**Task to carry out**:
Set down the full listing exactly as given. Any pictures are to be left out.

[start Material to process]

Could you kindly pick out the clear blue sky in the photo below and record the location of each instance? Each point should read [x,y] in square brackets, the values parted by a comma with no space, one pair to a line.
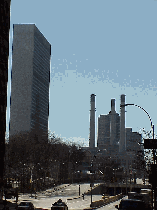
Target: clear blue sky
[103,47]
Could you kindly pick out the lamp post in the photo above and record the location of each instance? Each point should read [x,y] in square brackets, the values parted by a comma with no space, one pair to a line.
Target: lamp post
[153,150]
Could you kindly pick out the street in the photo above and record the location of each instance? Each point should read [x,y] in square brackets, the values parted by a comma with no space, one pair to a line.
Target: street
[68,194]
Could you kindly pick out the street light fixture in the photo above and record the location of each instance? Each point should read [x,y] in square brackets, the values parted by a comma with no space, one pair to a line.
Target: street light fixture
[153,151]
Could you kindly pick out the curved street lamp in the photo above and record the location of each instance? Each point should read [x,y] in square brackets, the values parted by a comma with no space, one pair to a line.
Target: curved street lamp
[153,151]
[152,126]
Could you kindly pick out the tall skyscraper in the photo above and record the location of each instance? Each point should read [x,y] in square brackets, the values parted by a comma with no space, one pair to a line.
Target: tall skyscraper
[29,105]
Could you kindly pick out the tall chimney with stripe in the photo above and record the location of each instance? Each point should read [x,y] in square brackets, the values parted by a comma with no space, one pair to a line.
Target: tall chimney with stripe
[122,143]
[92,122]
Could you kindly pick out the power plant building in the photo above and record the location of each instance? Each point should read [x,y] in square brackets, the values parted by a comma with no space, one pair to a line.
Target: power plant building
[30,80]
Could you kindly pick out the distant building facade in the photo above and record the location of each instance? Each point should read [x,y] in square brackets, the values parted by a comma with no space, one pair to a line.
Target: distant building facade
[30,80]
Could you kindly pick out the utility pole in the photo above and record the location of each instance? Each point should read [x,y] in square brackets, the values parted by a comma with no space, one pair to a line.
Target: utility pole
[4,55]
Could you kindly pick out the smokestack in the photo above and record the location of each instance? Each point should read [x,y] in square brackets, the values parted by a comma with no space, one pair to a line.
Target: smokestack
[122,143]
[113,105]
[92,122]
[113,123]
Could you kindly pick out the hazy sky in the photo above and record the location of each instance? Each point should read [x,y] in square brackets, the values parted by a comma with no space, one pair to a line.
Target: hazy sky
[105,47]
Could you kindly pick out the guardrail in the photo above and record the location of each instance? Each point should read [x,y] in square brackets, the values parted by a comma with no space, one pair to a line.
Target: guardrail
[106,201]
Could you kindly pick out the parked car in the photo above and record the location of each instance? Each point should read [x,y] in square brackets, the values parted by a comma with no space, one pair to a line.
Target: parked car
[25,205]
[59,205]
[128,204]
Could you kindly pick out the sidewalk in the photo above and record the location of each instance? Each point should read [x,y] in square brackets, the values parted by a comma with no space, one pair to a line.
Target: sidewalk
[12,206]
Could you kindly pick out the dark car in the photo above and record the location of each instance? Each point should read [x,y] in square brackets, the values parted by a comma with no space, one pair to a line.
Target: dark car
[59,205]
[127,204]
[25,206]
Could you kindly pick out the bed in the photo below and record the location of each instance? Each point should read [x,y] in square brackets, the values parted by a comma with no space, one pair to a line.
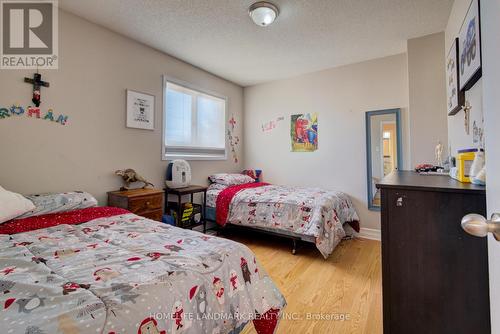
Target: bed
[105,270]
[313,215]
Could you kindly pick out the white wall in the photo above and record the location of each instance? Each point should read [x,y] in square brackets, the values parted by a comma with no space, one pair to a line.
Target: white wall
[95,67]
[491,69]
[457,137]
[340,96]
[427,89]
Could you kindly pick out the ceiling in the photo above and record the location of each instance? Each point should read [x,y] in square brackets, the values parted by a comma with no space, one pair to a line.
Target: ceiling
[309,35]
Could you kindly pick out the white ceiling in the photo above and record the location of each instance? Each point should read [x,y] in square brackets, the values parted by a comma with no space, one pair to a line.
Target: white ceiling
[309,35]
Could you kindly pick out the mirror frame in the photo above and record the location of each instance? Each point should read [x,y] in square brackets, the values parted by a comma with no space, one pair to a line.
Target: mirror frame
[368,115]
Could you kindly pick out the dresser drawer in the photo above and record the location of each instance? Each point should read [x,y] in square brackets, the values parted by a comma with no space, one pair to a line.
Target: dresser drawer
[144,204]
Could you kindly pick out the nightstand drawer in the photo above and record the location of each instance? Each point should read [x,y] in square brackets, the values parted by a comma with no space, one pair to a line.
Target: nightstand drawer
[144,204]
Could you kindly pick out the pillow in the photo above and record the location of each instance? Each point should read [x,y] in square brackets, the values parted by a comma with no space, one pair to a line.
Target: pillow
[230,179]
[216,187]
[253,173]
[59,202]
[13,205]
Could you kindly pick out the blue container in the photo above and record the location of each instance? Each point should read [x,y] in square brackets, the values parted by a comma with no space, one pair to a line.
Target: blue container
[167,219]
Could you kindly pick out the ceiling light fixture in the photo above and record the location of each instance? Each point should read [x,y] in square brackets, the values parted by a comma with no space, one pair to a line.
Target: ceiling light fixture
[263,13]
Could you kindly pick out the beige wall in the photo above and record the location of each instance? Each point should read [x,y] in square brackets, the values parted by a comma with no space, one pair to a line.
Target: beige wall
[340,96]
[457,136]
[95,68]
[427,93]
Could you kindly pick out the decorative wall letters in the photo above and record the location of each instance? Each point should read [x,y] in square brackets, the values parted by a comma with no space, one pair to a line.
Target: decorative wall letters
[33,112]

[end Material to process]

**The completed task**:
Could you kindly pick out the clear blue sky in the photo below and record the location of each instance? Each point should read [x,y] in square brackets, the values parted by a comma with no space, one pair to a line.
Target: clear blue sky
[103,47]
Could you kindly pick out the lamp post in the photo above and record the location of each instance? Each point should read [x,y] in square brackets, the values parted by a comma with no space, one pair to a line.
Target: lamp post
[153,150]
Could you kindly pick out the street in the photo above and record the location of each instance? Each point should read [x,y] in square brackets, the values parted by a comma with no space, one pair to a line.
Target: street
[68,194]
Could you kindly pick out the street light fixture in the photo above and record the location of each instance? Each point should read [x,y] in square brackets, the values parted by a comma with no space, one pair to a line.
Target: street light fixture
[153,151]
Could you kindly pick out the curved street lamp in the photo above and record the location of each instance? Each point should read [x,y] in square brackets, the values parted by a comma with no space, one pair to a line.
Target: curved street lamp
[153,151]
[152,126]
Could you kindly pick out the tall skyscraper in the photo above and record the location of each instance? Each point should read [x,y] in square brackets, the values parted by a comma with no space, one pair to a line.
Target: tall skyscraper
[29,105]
Could you kindly pick out the tall chimney with stripe in the photo above and record the location of each instance? Each point should read [x,y] in square brackets, the values parted by a comma with no space, one pair to a line.
Target: tall chimney with stripe
[122,143]
[92,122]
Could you kindly pick out the power plant building in the photo above and record the location of each instance? Each point should read [x,y] in square brackets, the values parted by a comma with no space, one pair to a line.
Target: power plant building
[30,80]
Could you kindly pick out the distant building facade in the photo above and record the location of each instance? Each point should read [x,y] in square brackets, the values parted by a comma with no space, one pair to a line.
Target: distant building facade
[30,80]
Could you kindly pick out the utility pole in the photo above and record the location of each instance? Each point should read [x,y] in square brackets, the values parted by a comma with no space, one pair to a line.
Target: utility pole
[4,55]
Could you kindly pick out the smokestack in the photo above and record the location of each instance? Each point should read [x,y] in square brackets, the values parted by a comma with no space, one pair to a line.
Target: smokestack
[122,143]
[113,105]
[92,122]
[113,123]
Could you kindly pick out the hazy sky in the photo above and record the location of each instance? Each point should read [x,y] in square brackets, the values parted by a comma with no space, one pair to a line.
Target: hazy sky
[105,47]
Could you kindly pick out the guardrail in the photo above and record the location of each instance? Each point should read [x,y] in square brackets, the values parted by a comma with no space, one pair to a line.
Target: guardrail
[106,201]
Could you kindly pick out the parked car in the photo above and record the location of each instance? Each point should read [x,y] in square brackets, the values parted by a comma with no space, one pair to a line.
Target: parked car
[25,205]
[59,205]
[128,204]
Could you kindly pick out the sidewalk in the photo above and record the location of each instance? Each point should read [x,y] in square brackets, the values parted by a comma with no space, one pair to a line.
Target: sidewalk
[12,206]
Could you kindly pick out the dark car in the photo above and record the location of each instance? Each point should read [x,y] in square brackets, the values parted by a comma with no space, one pair to a line.
Target: dark car
[59,205]
[127,204]
[25,206]
Could you kindly pick out the bed in the photo below and record the location of each instance? Each point should read [x,y] in square brackets, the values parted by a comma with no space, one pair to a line.
Target: bed
[105,270]
[313,215]
Could you kindly pick out the white wall in the photo above and record the location of each instance? Each point should read [x,y] in square brackets, the values parted by a comma with no space, one pair to a line.
Target: white wall
[95,67]
[491,69]
[457,137]
[340,96]
[427,89]
Could you kindly pick out the ceiling in the photo above and record the location of each instance? Each point should read [x,y] in square brackets, the values parted by a comma with no space, one pair to a line.
Target: ceiling
[309,35]
Could you kindly pick out the white ceiling in the photo above and record the location of each instance? Each point should read [x,y] in square brackets, the values parted by a comma with no space, one pair to a line.
Target: white ceiling
[309,35]
Could you kindly pick out the mirror frame in the photo above and record the location of each instance? Each point should read [x,y] in square brackets, the values parted by a comma with no space, one pair to a line.
Target: mirror frame
[368,115]
Could you kindly pick out the dresser drawer in the photo above and record the location of each instance? Each point should read [x,y] in square brackets, the values parted by a comma with no space, one pair to a line.
Target: dresser drawer
[144,204]
Could you kindly pick out the nightstand drawer in the photo above and record the location of each instance? Each point should read [x,y] in square brackets, the values parted by a comma with no space, one pair to a line.
Target: nightstand drawer
[144,204]
Could you kindly pick out the pillow in the photo above and record the location of each instance? Each point should read [x,y] in square brackets, the values parted by a comma with no space, one pair to a line.
Target: pillow
[230,179]
[216,187]
[253,173]
[59,202]
[13,205]
Could you kindly pick out the blue container in the photo above and record the location of each instance? Each point should read [x,y] in square brackets, the values parted by a comma with no space, one pair to a line.
Target: blue container
[167,219]
Could you kindly pick out the ceiling light fixture in the photo above and record the location of each instance? Each point should read [x,y] in square brackets, the values parted by a comma with no space, one pair to a line.
Target: ceiling light fixture
[263,13]
Could you kindly pick out the beige wall in the photo above and record the location of each instance? Each point should read [x,y] in square brackets, the values parted by a comma with no space, one pair to a line.
Target: beige wall
[340,96]
[457,136]
[95,68]
[427,93]
Could you kindly pick out the decorative wall letters in the photo above and record the location of each instance? Each point should read [x,y] in square brackets, the values parted by a comma with no space, one pair to a line.
Target: decorative wall letters
[33,112]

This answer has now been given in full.